-- READING TEXT --
Content starts
Confidentiality
Confidentiality
All information about a student's disability is considered to be
confidential. It is shared only when there is compelling reason to do so.
Records and information are protected by:
- the Family Educational Rights And Privacy Act;
- Section 504 of the Rehabilitation Act of 1973; and
- the Americans with Disabilities Act of 1990.
Your consent for release of information is not required as long as the
disclosure is to other school officials (including instructors) within the
college whom Cuesta College has determined to have legitimate educational
interests.
What are the rules regarding confidentiality?
- Disability related information should be treated as medical information and handled under
the same strict rules of confidentiality, as is other medical information. This includes the
comprehensive documentation from an appropriate source that persons with disabilities must provide
to establish the existence of their disability and their need for accommodation or consideration.
- Disability related information should be collected and maintained on separate college forms
and kept in secure files with limited access.
- Disability related information should be shared only on a limited basis within the institutional
community. It may be shared only when there is a compelling reason for the individual from the
institution seeking information regarding some specific aspect of this confidential information.
Why do we need these rules?
Some disability related information is clearly medical in nature, and as such, must remain
confidential as noted. Other disability related information might trigger negative connotations
about the person with the disability. People whose disability is a result of HIV, seizure disorder
or psychiatric illness, for example, deserve and expect to have their privacy protected by having
this information handled in a highly confidential manner. The government statutes regarding persons
with disabilities hold the promise that they will provide the same level of protection for any
one individual, or class of individuals, with a disability than they do for another. Therefore,
since some disability related information must be guarded closely, keeping all such information
equally protected is a conservative, safe and legally acceptable practice.
What does this mean for Cuesta College?
- DSPS is assigned the responsibility
for collecting and holding disability related documentation for students with disabilities.
- The information regarding a student's disability should be shared by those who hold the
documentation on a limited basis, and then only when there is compelling reason for such disclosure.
This may mean sharing with faculty only the information that a student has a documented disability
and need for accommodations. In the U.S., the Department of Justice has indicated that a
faculty member generally does not have a need to know what the disability is, only that it has
been appropriately verified by the office assigned this responsibility on behalf of the institution.
Content ends
-- REQUIRED TASKS --
1. Copy the stretch from "- Disability related information should be shared" through "this confidential information." in the confidentiality text above, word for word.
2. Write the next part of the text on Cuesta College's confidentiality rules, starting right after its final sentence.

-- DATASET SECTION --
Content starts
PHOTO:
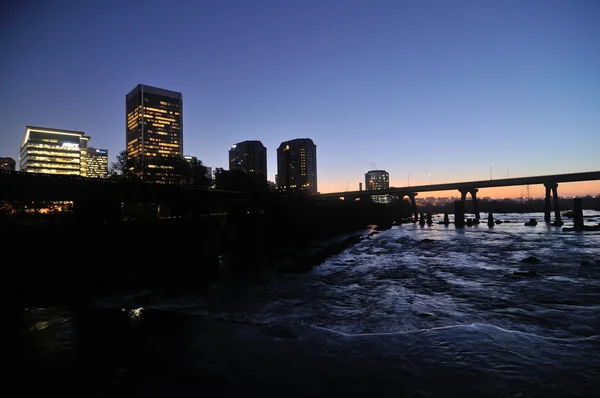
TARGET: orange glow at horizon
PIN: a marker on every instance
(566, 189)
Content ends
-- YOUR RESPONSES --
1.
- Disability related information should be shared only on a limited basis within the institutional
community. It may be shared only when there is a compelling reason for the individual from the
institution seeking information regarding some specific aspect of this confidential information.

2.
Thus, faculty would have no legal right to demand access to the actual documentation, including
testing scores, dates or names of professionals providing such documentation.
- Administrators may have a need to collect data such as how many students are being served,
the nature of their disabilities and recommended accommodations. Under typical circumstances,
however, they do not have a need for personally identifiable information about whom those
students are for purposes of statistical or survey reporting. One way to protect the confidentiality
of students with disabilities is by being careful to see that their names do not appear on general
listings that may be circulated throughout the institutional community in other contexts.
- Information regarding someone’s disability or their status as a person with a disability
is sensitive and should be managed carefully. Interoffice correspondence regarding the needs of
a student with a disability should not be placed in shared files without password protection.
The same memo sent to a number of students with disabilities by computer with a multiple address
listing, may lead to a violation of confidentiality by revealing the names of those students to each other.
But doesn't FERPA give faculty the right to more information?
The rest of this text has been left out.